* _What to work on_: Pull out every line in the entries below that contains the word "fender", copying each one in full.

* _Given records_:
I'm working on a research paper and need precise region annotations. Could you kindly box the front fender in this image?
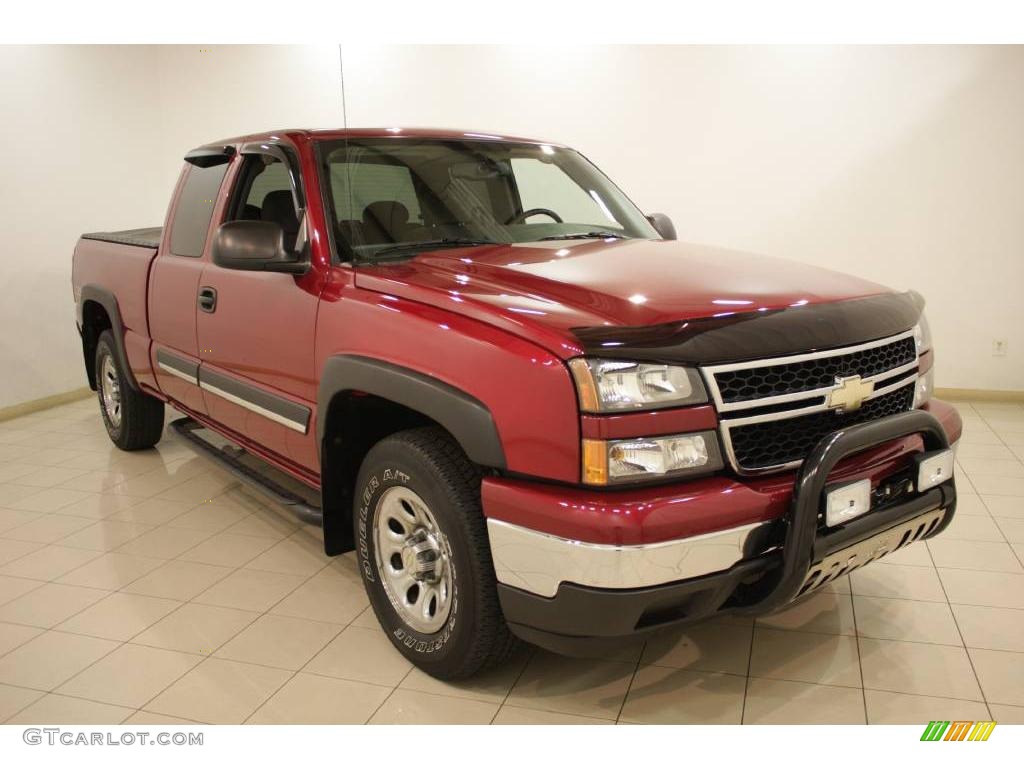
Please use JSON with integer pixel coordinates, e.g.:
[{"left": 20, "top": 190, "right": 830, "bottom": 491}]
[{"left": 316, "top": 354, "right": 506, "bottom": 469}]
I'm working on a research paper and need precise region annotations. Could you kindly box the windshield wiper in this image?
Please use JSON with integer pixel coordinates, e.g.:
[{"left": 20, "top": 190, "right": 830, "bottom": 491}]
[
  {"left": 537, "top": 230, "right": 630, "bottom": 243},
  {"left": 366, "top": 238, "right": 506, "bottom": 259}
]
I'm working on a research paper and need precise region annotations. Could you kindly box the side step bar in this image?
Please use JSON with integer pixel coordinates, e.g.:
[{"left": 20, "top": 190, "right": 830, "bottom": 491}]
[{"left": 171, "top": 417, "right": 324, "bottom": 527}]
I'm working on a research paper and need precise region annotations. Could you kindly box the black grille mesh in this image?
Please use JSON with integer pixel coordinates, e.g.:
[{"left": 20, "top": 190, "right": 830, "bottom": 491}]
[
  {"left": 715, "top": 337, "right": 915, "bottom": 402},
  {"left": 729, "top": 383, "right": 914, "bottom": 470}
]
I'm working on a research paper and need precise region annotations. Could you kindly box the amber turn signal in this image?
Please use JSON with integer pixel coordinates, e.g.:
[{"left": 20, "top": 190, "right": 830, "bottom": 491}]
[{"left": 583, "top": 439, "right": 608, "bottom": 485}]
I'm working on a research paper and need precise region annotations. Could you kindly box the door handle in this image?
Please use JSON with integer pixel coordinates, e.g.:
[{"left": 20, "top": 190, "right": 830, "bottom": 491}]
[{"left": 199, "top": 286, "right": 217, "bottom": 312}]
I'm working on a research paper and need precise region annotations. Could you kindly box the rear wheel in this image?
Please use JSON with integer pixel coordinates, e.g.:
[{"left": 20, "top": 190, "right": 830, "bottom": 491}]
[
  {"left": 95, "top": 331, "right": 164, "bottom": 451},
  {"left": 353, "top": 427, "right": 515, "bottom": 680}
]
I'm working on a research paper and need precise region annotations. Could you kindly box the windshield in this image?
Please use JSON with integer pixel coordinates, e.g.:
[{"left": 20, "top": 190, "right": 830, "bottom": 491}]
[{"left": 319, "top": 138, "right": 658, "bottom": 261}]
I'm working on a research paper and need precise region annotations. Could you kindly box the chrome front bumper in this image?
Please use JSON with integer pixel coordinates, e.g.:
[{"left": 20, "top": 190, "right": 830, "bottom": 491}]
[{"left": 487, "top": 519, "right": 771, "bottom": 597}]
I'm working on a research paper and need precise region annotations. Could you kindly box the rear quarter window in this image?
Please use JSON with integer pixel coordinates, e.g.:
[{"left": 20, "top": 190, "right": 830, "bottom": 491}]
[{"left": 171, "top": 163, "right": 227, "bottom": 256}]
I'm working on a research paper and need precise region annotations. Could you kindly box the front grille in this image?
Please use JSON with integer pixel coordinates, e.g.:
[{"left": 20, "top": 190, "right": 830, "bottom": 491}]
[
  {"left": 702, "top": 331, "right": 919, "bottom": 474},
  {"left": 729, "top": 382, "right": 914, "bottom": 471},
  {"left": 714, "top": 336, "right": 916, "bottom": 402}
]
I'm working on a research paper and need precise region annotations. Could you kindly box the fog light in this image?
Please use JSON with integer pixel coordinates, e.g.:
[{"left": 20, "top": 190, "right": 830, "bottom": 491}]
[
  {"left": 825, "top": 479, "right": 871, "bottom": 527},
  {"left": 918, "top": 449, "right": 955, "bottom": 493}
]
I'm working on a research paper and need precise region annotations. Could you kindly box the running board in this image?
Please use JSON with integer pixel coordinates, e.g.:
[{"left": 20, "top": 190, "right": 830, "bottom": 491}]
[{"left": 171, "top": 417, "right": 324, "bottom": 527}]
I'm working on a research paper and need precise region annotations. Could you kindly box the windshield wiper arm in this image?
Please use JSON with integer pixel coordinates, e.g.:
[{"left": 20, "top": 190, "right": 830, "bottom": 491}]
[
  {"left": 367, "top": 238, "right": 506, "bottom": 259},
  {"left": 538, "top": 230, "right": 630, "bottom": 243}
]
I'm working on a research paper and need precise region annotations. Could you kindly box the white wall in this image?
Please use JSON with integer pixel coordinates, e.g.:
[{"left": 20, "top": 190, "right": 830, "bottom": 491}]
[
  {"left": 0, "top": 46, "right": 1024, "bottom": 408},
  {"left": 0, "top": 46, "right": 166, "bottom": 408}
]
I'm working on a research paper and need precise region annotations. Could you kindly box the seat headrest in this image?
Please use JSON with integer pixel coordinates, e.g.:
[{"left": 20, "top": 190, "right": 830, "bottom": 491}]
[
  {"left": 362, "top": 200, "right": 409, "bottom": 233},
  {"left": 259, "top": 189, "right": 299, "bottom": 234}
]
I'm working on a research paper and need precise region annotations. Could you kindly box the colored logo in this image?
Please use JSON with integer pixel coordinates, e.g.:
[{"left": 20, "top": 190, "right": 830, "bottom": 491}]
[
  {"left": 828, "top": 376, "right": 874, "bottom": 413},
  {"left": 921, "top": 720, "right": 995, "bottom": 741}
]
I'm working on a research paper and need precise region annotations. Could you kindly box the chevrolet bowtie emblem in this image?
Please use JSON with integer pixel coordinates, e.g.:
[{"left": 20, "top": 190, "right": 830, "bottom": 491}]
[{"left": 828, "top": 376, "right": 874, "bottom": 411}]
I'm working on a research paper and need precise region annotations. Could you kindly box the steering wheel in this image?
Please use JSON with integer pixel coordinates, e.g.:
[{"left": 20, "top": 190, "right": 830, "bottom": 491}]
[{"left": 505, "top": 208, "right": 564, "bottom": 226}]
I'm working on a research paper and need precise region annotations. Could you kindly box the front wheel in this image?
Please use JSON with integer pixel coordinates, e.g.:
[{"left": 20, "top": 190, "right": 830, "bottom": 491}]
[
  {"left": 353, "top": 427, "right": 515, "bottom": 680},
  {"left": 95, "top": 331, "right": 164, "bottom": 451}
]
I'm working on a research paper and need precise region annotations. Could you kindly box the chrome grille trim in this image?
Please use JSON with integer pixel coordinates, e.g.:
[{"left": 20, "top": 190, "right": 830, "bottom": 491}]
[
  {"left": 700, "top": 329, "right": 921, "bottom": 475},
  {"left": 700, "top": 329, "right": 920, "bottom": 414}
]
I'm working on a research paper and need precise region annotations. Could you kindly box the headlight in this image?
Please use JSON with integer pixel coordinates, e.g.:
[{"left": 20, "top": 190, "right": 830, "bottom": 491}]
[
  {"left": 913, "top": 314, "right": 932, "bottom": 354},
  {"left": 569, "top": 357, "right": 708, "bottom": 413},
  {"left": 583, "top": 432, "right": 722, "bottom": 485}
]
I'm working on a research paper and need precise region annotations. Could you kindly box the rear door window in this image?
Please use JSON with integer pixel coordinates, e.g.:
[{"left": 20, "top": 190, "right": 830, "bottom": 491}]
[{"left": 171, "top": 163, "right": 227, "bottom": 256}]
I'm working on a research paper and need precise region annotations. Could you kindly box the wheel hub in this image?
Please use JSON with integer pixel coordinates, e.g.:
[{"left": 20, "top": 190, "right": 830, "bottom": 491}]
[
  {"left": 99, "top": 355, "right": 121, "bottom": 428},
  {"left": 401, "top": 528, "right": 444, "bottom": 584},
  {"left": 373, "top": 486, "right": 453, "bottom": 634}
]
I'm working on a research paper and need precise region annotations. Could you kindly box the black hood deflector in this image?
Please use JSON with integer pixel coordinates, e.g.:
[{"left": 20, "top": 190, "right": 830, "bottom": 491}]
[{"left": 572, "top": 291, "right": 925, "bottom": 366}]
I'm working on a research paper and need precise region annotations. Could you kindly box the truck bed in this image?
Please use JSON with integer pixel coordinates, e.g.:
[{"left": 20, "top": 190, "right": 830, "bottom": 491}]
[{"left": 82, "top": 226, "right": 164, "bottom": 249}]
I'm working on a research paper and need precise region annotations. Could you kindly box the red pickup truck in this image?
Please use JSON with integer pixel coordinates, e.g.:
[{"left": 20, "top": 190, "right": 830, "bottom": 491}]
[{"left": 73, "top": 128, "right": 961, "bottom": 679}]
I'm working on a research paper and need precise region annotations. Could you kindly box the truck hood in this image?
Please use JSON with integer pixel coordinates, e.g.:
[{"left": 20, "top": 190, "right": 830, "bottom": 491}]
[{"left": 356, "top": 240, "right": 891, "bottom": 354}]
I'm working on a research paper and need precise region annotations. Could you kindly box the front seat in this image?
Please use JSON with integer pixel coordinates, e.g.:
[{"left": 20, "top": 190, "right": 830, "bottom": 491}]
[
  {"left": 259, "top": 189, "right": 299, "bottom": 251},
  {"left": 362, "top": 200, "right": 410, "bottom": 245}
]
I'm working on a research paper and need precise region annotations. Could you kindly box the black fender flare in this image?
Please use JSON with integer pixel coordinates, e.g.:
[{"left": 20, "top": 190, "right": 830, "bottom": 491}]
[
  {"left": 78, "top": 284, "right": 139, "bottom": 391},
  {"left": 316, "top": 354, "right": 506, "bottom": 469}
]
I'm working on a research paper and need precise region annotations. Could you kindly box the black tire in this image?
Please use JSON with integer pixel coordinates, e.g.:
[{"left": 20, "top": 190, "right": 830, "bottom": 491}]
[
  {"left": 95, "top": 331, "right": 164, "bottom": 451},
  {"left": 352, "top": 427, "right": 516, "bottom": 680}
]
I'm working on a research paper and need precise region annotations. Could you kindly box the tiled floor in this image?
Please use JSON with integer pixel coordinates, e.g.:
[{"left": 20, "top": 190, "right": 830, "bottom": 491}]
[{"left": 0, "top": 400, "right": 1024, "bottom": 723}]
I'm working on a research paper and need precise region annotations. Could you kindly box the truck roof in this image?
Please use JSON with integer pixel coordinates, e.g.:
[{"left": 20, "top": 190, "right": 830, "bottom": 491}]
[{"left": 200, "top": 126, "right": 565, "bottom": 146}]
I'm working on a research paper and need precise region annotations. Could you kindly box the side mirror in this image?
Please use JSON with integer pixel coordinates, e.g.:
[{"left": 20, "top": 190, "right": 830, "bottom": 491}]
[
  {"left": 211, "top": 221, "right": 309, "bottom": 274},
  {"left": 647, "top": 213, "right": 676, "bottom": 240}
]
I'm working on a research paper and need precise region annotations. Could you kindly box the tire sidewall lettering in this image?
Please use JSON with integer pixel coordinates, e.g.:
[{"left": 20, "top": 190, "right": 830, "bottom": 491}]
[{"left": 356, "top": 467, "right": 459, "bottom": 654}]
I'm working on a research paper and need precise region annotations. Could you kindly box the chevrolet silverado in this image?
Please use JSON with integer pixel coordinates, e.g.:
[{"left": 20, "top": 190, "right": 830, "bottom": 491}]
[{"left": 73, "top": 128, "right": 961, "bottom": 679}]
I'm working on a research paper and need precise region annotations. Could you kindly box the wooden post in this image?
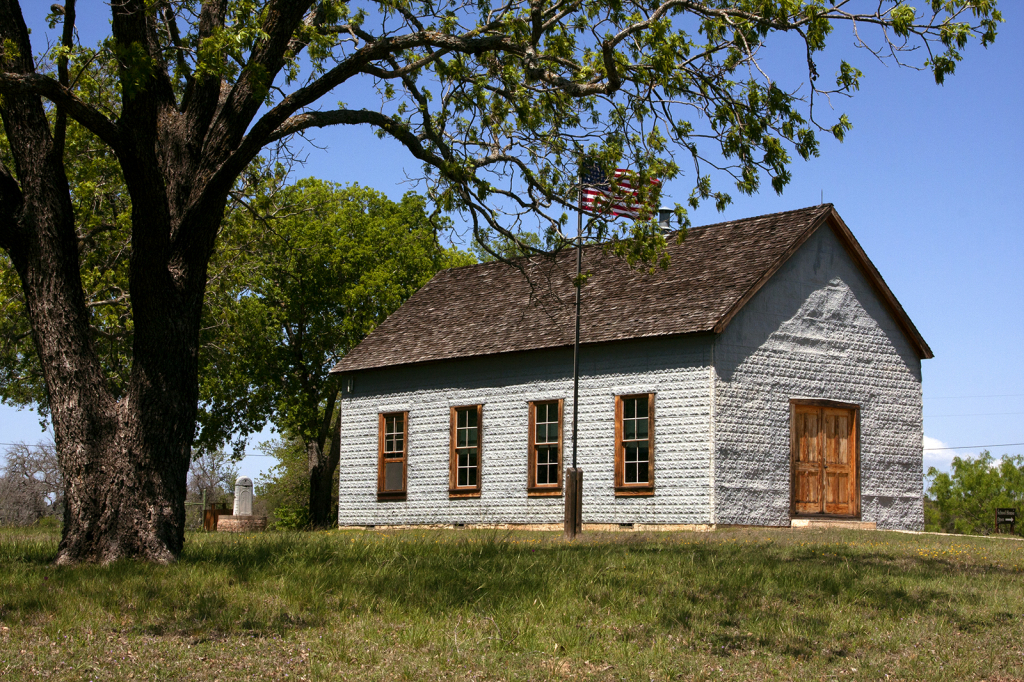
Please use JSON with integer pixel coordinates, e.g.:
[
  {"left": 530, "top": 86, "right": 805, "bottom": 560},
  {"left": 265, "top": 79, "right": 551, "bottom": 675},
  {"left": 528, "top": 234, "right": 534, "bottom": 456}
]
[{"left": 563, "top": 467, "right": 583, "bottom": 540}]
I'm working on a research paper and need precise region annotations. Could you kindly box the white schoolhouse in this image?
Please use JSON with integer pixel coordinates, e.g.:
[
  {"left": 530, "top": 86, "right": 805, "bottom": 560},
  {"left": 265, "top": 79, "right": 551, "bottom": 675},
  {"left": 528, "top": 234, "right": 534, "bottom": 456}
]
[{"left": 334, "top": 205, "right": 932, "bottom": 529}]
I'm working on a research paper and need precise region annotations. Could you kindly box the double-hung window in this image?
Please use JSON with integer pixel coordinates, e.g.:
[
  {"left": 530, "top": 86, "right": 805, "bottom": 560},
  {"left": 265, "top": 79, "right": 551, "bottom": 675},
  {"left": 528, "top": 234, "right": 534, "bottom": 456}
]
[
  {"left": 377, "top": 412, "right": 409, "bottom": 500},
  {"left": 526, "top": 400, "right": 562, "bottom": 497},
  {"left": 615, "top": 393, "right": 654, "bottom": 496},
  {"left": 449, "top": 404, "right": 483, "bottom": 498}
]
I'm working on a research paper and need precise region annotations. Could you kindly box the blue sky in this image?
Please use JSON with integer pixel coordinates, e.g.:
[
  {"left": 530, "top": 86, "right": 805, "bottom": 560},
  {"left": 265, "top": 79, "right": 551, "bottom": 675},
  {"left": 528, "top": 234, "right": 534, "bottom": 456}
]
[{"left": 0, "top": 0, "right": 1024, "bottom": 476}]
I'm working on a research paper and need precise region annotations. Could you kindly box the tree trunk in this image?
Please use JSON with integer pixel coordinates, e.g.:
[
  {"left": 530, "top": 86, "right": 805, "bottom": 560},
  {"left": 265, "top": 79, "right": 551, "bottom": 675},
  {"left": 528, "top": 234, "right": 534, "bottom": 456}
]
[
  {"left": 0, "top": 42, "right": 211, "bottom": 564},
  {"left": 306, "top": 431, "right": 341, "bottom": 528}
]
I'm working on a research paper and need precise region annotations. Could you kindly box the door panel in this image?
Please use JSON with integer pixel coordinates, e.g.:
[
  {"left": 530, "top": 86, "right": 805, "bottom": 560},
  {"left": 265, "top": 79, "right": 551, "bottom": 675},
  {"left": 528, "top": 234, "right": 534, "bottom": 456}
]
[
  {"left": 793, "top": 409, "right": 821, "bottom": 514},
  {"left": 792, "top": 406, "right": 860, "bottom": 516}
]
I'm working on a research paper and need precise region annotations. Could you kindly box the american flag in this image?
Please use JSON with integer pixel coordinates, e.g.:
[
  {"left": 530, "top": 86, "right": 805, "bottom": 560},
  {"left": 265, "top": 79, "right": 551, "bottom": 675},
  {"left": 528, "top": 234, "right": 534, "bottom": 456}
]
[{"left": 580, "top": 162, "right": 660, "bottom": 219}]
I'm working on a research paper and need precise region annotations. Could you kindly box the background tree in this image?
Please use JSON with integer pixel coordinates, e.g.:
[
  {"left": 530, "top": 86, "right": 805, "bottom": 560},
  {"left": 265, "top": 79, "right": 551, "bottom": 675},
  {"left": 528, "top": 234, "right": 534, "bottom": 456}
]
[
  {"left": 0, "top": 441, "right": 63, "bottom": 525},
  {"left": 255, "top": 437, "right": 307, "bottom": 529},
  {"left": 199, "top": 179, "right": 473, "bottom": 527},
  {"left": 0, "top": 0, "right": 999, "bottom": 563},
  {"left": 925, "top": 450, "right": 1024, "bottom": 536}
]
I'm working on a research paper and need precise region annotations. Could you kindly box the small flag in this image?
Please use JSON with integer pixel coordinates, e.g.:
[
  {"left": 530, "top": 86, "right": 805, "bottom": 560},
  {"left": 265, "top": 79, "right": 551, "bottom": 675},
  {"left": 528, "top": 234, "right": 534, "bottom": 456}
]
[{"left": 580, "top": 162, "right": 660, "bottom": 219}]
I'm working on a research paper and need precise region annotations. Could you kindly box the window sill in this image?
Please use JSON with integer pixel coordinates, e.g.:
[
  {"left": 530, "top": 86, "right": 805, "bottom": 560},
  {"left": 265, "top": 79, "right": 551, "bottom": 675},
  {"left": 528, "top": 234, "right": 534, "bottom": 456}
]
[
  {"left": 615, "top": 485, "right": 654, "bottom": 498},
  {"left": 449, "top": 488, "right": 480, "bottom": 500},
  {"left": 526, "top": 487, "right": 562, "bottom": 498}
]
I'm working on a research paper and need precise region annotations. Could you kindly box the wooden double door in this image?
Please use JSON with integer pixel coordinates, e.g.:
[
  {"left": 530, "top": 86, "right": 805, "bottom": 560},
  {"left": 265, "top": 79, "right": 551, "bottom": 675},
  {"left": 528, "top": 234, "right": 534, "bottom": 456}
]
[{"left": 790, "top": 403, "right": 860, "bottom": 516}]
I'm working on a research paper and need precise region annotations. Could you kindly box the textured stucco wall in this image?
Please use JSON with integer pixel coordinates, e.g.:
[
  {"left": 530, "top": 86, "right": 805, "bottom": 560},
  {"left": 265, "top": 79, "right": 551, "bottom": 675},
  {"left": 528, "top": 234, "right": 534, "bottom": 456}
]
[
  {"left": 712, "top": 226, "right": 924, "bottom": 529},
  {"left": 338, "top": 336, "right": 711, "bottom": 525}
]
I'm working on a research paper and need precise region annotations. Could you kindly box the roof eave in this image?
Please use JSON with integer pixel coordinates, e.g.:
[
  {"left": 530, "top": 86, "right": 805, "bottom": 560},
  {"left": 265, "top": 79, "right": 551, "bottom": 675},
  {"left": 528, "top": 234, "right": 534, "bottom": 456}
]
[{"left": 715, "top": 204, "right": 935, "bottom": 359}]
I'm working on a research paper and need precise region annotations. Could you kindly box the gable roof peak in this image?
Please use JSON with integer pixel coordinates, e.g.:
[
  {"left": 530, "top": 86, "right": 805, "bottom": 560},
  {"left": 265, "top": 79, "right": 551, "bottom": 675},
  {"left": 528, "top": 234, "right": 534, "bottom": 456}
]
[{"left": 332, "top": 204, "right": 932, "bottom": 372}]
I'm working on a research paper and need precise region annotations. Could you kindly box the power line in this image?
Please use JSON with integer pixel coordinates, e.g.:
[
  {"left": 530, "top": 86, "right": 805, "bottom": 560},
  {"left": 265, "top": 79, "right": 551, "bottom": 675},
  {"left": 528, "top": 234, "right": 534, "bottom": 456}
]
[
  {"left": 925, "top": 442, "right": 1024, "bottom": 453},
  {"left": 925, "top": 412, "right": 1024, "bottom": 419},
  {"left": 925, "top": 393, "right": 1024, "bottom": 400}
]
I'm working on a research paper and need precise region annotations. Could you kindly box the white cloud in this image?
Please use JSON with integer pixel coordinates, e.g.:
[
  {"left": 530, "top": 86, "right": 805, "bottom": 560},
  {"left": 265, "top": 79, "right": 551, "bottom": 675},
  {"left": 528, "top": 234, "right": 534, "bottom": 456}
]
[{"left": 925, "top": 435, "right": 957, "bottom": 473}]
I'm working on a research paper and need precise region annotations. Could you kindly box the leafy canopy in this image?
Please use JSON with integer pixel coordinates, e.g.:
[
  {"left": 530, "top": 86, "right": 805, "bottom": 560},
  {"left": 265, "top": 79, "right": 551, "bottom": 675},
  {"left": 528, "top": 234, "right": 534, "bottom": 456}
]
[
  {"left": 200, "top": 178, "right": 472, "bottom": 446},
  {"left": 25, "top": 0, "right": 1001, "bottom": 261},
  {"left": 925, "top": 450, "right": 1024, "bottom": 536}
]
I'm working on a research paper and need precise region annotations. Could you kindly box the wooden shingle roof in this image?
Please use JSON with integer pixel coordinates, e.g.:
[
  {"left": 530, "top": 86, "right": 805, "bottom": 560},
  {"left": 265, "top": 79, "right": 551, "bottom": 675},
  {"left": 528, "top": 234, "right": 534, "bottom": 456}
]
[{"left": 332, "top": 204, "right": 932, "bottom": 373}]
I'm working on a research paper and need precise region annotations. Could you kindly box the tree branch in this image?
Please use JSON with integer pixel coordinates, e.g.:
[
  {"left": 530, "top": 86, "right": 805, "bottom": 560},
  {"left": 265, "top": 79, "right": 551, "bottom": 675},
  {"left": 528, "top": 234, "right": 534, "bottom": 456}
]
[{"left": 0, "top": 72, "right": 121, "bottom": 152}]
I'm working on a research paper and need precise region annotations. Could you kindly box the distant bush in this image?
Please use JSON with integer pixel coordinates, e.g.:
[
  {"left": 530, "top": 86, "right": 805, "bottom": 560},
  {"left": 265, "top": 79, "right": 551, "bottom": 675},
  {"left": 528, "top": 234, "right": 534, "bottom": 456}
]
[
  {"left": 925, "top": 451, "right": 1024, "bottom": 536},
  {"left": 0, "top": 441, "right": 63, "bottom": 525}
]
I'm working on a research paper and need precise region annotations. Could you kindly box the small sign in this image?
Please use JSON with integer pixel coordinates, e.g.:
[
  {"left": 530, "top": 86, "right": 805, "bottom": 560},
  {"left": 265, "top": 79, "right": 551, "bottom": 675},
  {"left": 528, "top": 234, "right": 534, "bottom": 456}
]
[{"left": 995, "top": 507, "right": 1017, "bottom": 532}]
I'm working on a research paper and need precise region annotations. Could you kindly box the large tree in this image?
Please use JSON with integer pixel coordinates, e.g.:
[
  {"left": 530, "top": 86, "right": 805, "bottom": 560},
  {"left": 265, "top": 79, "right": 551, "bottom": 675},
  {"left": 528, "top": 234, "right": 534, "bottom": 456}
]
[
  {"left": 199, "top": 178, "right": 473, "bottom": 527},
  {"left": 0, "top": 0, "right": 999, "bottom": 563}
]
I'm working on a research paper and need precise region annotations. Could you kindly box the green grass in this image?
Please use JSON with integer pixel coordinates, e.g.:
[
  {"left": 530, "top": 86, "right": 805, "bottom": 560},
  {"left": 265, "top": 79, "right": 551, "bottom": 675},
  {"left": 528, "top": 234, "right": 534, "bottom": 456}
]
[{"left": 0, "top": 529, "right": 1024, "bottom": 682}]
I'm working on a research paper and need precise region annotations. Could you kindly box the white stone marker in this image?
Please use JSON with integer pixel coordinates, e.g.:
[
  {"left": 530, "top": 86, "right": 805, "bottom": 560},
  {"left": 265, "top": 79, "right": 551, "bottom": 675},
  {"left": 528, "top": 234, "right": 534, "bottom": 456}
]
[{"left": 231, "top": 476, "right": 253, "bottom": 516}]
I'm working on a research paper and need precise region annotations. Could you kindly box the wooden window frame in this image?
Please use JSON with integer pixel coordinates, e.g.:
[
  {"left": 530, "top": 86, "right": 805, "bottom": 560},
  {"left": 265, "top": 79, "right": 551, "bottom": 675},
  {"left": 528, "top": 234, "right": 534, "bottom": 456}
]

* _The output_:
I'm working on a research paper and need precise region annotations. Could you kindly box the front fender in this image?
I'm working on a research paper and need precise region annotations. Could you kindly box the black fender flare in this image?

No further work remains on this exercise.